[Passage to read — start]
Ahmed became a BBC news trainee in 1990. After two years on attachments, she began to work as a network radio reporter in 1992 on programmes such as Today. Fearful that her short BBC contract would not be renewed after a mishap in a difficult situation, Ahmed applied to, and was taken on by, BBC World for work as a presenter, which led to her becoming a reporter for Newsnight. She was the BBC's Los Angeles correspondent during 1996–1997 and filed reports on the O. J. Simpson civil trial.

Ahmed briefly worked for Deutsche Welle in Berlin as an anchor and political correspondent, but then returned for a brief spell with BBC World and as a night-shift presenter for BBC News 24 before taking maternity leave.

Ahmed joined Channel 4 News in April 2000, and became a presenter in July 2002. In June 2011, she left Channel 4, and went freelance.

In 2009, Ahmed won the "Broadcaster of the Year" category at the annual Stonewall Awards for her special report on "corrective rape" of lesbian women in South Africa. The report was made after ActionAid contacted her about their campaign against homophobic crime. She won the BBC's Celebrity Mastermind, with a specialist round on Laura Ingalls Wilder, the author of the Little House on the Prairie books, in December 2010. Again, in 2019, Ahmed won the Celebrity Mastermind Champion of Champions; she wore a Space 1999 costume.

From 2011 to 2013, she was a regular newspaper reviewer on Lorraine. From June 2012 to November 2013, she presented the third and fourth series of Sunday Morning Live on BBC One. In October 2012, Ahmed succeeded Ray Snoddy as presenter of Newswatch on the BBC News Channel.
[Passage to read — finish]
[Given information — start]
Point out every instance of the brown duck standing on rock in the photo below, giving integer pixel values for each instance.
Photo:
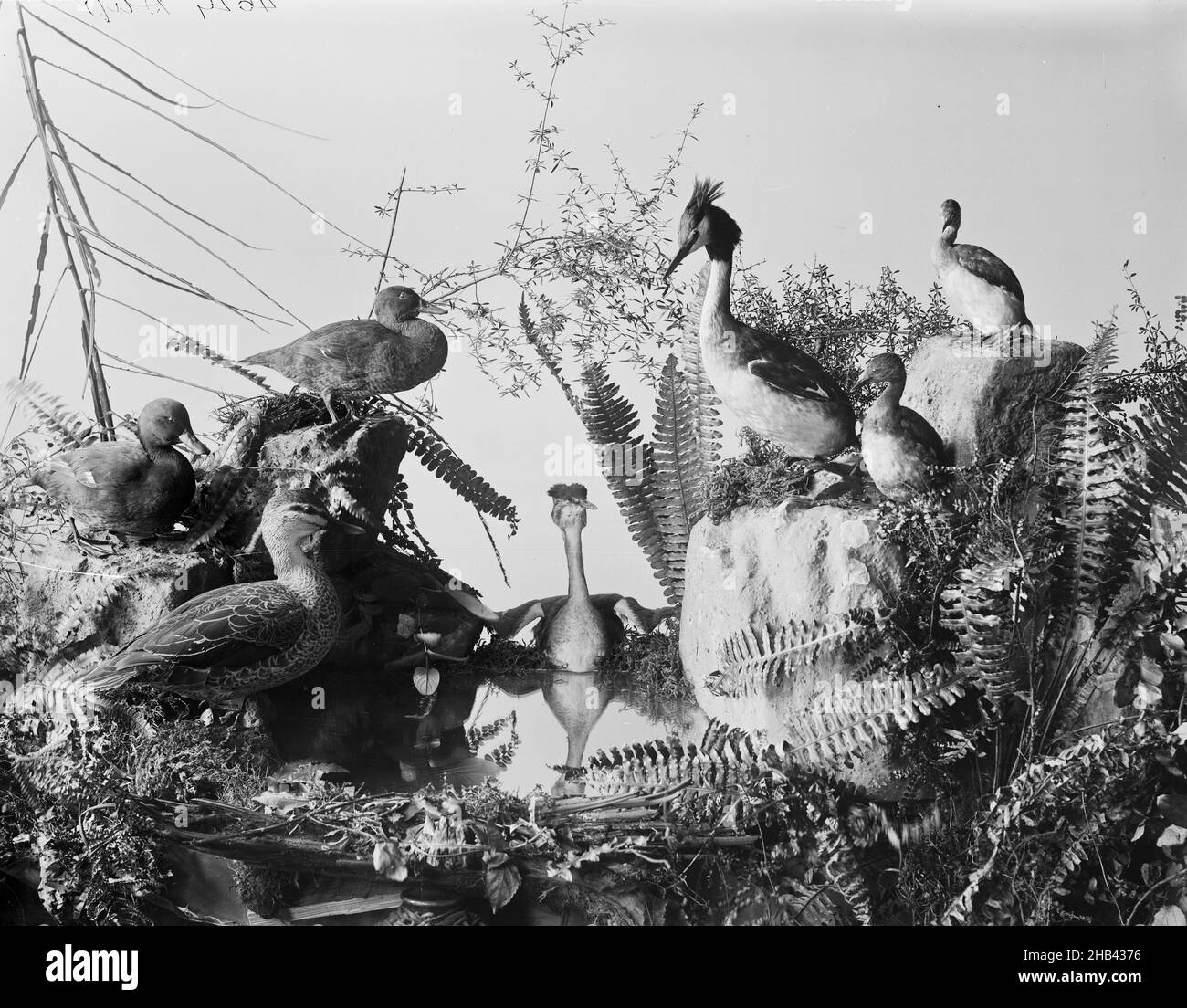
(394, 352)
(578, 629)
(778, 391)
(900, 449)
(137, 488)
(234, 641)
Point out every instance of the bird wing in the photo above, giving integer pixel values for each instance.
(788, 370)
(105, 465)
(511, 621)
(982, 263)
(922, 432)
(345, 343)
(640, 617)
(229, 627)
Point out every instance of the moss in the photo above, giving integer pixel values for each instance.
(265, 892)
(762, 478)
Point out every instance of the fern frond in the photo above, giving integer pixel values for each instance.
(612, 423)
(440, 459)
(751, 656)
(547, 355)
(978, 608)
(67, 427)
(849, 719)
(707, 406)
(1093, 499)
(188, 344)
(485, 732)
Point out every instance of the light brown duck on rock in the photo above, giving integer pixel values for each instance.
(900, 449)
(135, 488)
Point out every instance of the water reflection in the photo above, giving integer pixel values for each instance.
(526, 728)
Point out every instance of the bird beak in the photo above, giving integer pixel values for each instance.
(191, 441)
(348, 529)
(678, 257)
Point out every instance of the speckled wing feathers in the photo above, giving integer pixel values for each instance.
(982, 263)
(228, 628)
(794, 372)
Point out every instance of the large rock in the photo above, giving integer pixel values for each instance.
(772, 566)
(75, 608)
(986, 405)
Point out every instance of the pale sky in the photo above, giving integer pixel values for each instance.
(842, 110)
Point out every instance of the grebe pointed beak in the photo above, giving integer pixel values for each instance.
(678, 257)
(191, 441)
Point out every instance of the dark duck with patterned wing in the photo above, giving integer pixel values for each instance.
(898, 446)
(241, 639)
(394, 352)
(778, 391)
(978, 287)
(133, 488)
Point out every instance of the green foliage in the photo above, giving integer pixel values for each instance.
(763, 477)
(70, 807)
(663, 498)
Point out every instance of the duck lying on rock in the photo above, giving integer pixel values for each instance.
(131, 488)
(900, 449)
(237, 640)
(394, 352)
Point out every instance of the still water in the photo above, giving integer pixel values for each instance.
(522, 728)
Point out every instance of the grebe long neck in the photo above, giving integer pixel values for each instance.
(715, 311)
(577, 587)
(888, 404)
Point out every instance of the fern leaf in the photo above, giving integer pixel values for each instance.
(677, 475)
(752, 656)
(705, 415)
(547, 355)
(980, 609)
(66, 427)
(220, 498)
(440, 459)
(850, 719)
(612, 423)
(1093, 500)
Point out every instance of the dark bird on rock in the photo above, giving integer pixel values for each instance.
(394, 352)
(135, 488)
(978, 287)
(237, 640)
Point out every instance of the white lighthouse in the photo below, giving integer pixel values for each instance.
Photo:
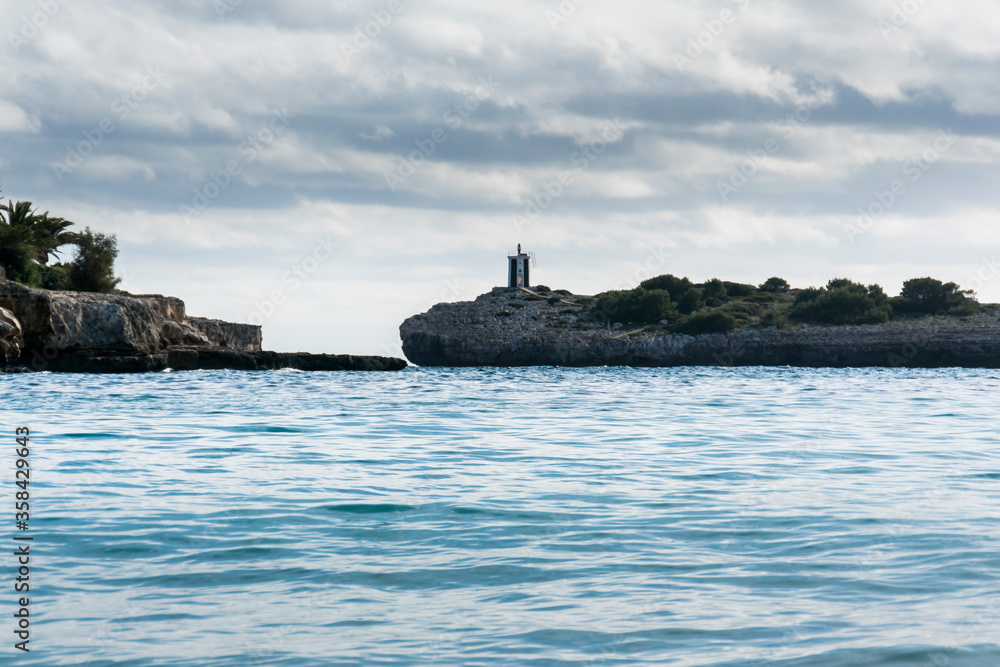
[Given information — finish]
Work instruction 1: In the text about Ahmed, in what month and year did she join Channel 4 News?
Work instruction 2: Please sum up the text about Ahmed in two sentences.
Answer from the text about Ahmed alone.

Written reply 1: April 2000.

Written reply 2: Ahmed began as a BBC news trainee in 1990 and worked as a radio reporter, BBC World presenter, Newsnight reporter and Los Angeles correspondent, then had spells at Deutsche Welle and BBC News 24 before joining Channel 4 News in 2000, becoming a presenter in 2002 and leaving to go freelance in 2011. She won a 2009 Stonewall Award for a report on "corrective rape" in South Africa, won Celebrity Mastermind in 2010 and its Champion of Champions in 2019, and later presented Sunday Morning Live and Newswatch.